CONSIGNE:
Reprenez le passage de l'extrait sur Bernie Sanders compris entre « Aux yeux d'Anoa » et « abrupte à remonter. », inclus, en renommant « Hillary Clinton » en « Mme Clinton ».

EXTRAIT DE PAGE:
************

En fait, dit Anoa Changa, il est difficile de séparer les problèmes économiques des problèmes raciaux aux États-Unis : ces deux réalités se superposent. Et sur les questions plus spécifiques aux minorités, le sénateur Sanders a fait ses classes, et depuis longtemps. Une récente vidéo qui a circulé sur les réseaux sociaux montre les images de son arrestation à Chicago, dans les années 60, alors qu'il participait à une manifestation en faveur des droits civiques des Noirs.

Aux yeux d'Anoa Changa, ça lui donne une immense crédibilité, bien plus grande que celle de Hillary Clinton qui « s'intéresse à la question raciale uniquement pour être élue ».

Oui, mais alors pourquoi les électeurs noirs sont-ils si impénétrables au message de Bernie Sanders ?

« Le principal problème du sénateur Sanders parmi les électeurs noirs, c'est que son nom est beaucoup moins connu que celui de Hillary Clinton », constate Anoa Changa. Un sondage Gallup réalisé à la fin de l'été montre que les deux tiers des électeurs noirs ne savent pas trop qui est Bernie Sanders. Il a sûrement gagné en notoriété depuis, mais il avait une pente abrupte à remonter.

Bernie Sanders se heurte aussi à un deuxième mur, constate Anoa Changa. Beaucoup de gens se demandent s'il pourrait gagner la présidentielle. Et craignent qu'en votant pour Bernie Sanders ils ne contribuent, en réalité, à faire élire un président républicain.

Bernie Sanders a bien reçu l'appui de quelques figures de proue chez les Afro-Américains. Le cinéaste Spike Lee, le chanteur Harry Belafonte, le comédien Danny Glover, le rappeur Killer Mike ou encore le philosophe Cornel West.

Mais est-ce assez pour lui permettre de faire sa marque dans l'électorat noir, sans lequel sa campagne à l'investiture démocrate ne peut que piquer du nez ? Début de réponse samedi, en Caroline-du-Sud.

************

Items d'un jeu de données sur l'emplacement d'objets
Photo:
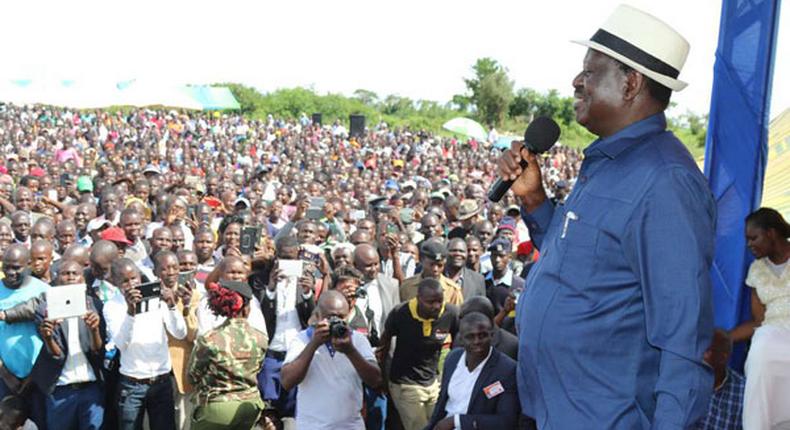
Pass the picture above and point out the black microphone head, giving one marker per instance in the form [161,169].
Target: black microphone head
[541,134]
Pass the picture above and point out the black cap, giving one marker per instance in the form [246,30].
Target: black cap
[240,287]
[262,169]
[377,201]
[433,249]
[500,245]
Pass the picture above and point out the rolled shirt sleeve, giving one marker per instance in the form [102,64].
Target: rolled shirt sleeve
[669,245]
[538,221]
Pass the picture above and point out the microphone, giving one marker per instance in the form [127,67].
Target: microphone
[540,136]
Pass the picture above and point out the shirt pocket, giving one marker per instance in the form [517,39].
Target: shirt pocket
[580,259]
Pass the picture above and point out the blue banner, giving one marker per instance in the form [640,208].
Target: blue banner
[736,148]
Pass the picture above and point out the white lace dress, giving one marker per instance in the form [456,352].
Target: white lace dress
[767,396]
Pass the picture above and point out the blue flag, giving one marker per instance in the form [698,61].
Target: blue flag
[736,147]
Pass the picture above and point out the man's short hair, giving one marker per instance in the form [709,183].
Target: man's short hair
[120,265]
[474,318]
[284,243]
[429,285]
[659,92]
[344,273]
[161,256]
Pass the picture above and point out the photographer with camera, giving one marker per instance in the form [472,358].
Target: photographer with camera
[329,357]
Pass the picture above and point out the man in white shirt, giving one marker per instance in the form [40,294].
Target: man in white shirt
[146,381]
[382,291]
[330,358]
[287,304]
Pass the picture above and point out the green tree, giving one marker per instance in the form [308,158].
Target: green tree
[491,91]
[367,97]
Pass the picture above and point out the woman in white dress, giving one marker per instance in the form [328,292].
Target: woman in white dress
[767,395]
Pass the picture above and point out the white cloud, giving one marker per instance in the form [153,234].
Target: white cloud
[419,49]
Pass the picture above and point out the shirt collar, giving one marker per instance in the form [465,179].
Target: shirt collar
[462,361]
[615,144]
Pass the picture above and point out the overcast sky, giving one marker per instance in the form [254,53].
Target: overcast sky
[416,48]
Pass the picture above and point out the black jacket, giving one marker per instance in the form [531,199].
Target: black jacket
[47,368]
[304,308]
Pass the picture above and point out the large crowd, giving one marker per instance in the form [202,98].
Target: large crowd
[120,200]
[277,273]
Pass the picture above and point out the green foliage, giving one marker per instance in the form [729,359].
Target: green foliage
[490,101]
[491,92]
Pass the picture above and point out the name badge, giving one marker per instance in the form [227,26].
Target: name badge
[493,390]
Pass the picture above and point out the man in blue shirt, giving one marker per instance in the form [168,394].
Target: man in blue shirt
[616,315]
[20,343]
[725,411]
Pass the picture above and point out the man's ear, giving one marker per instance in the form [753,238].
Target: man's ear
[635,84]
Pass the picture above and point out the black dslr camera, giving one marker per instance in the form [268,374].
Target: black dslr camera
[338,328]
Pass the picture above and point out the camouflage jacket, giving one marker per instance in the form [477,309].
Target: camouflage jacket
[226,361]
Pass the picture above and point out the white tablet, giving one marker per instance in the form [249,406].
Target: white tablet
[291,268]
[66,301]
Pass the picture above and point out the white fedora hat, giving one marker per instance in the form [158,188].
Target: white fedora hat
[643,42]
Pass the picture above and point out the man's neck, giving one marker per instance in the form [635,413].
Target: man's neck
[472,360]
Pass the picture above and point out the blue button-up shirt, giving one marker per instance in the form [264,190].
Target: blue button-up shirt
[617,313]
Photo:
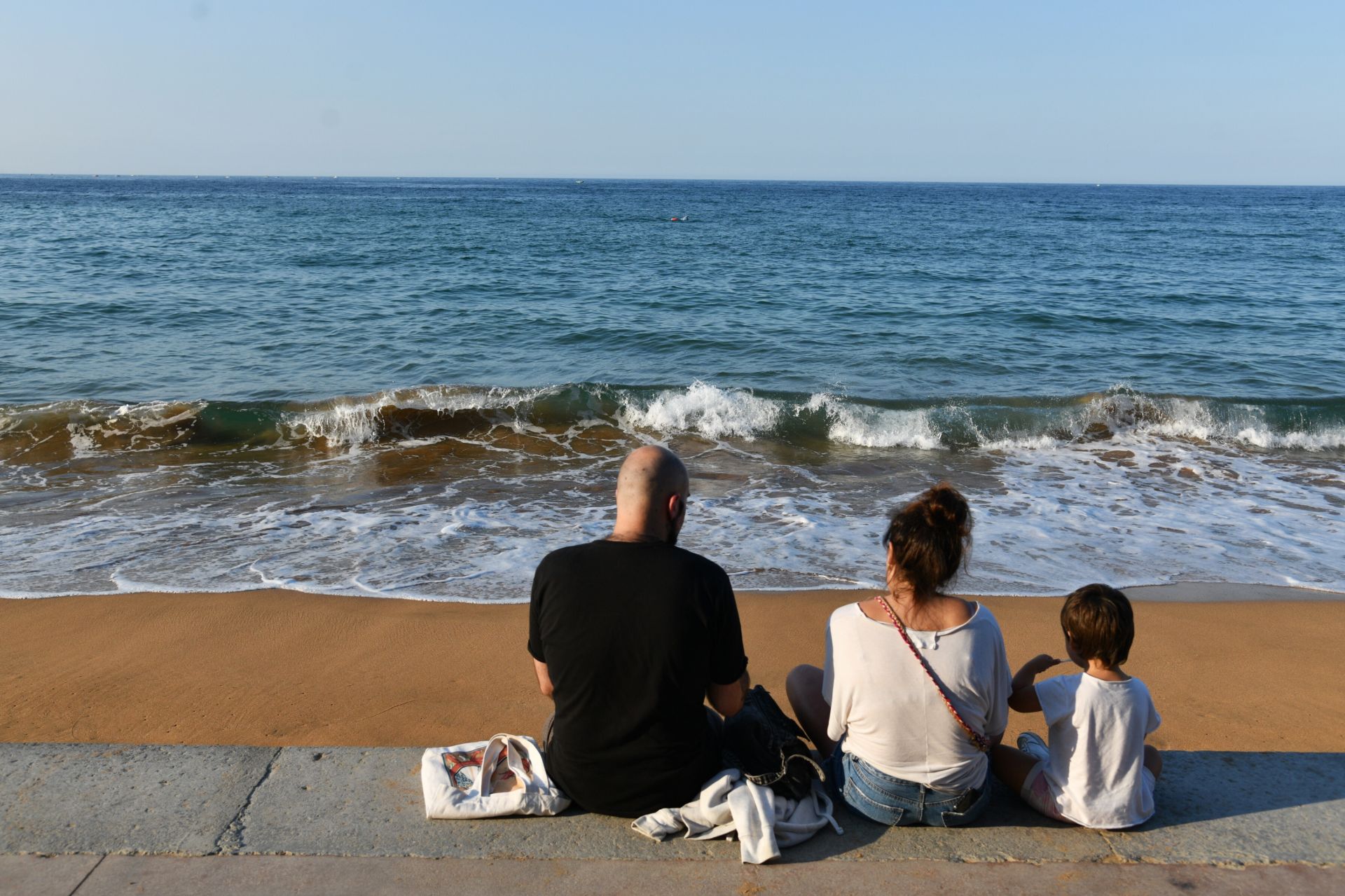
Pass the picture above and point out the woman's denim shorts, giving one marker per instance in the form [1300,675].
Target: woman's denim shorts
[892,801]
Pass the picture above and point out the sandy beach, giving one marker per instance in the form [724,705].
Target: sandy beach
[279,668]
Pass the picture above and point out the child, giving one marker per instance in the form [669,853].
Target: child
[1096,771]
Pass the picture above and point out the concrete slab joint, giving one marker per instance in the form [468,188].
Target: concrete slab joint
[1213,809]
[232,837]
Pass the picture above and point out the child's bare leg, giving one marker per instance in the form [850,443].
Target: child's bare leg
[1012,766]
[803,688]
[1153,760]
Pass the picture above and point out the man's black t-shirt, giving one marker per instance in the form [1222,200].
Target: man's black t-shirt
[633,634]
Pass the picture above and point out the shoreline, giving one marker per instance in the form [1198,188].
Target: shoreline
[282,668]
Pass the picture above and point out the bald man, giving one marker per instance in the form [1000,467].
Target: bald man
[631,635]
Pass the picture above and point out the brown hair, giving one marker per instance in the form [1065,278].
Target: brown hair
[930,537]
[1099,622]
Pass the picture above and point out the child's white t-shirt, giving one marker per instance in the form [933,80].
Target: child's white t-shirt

************

CORRIGÉ:
Aux yeux d'Anoa Changa, ça lui donne une immense crédibilité, bien plus grande que celle de Mme Clinton qui « s'intéresse à la question raciale uniquement pour être élue ».

Oui, mais alors pourquoi les électeurs noirs sont-ils si impénétrables au message de Bernie Sanders ?

« Le principal problème du sénateur Sanders parmi les électeurs noirs, c'est que son nom est beaucoup moins connu que celui de Mme Clinton », constate Anoa Changa. Un sondage Gallup réalisé à la fin de l'été montre que les deux tiers des électeurs noirs ne savent pas trop qui est Bernie Sanders. Il a sûrement gagné en notoriété depuis, mais il avait une pente abrupte à remonter.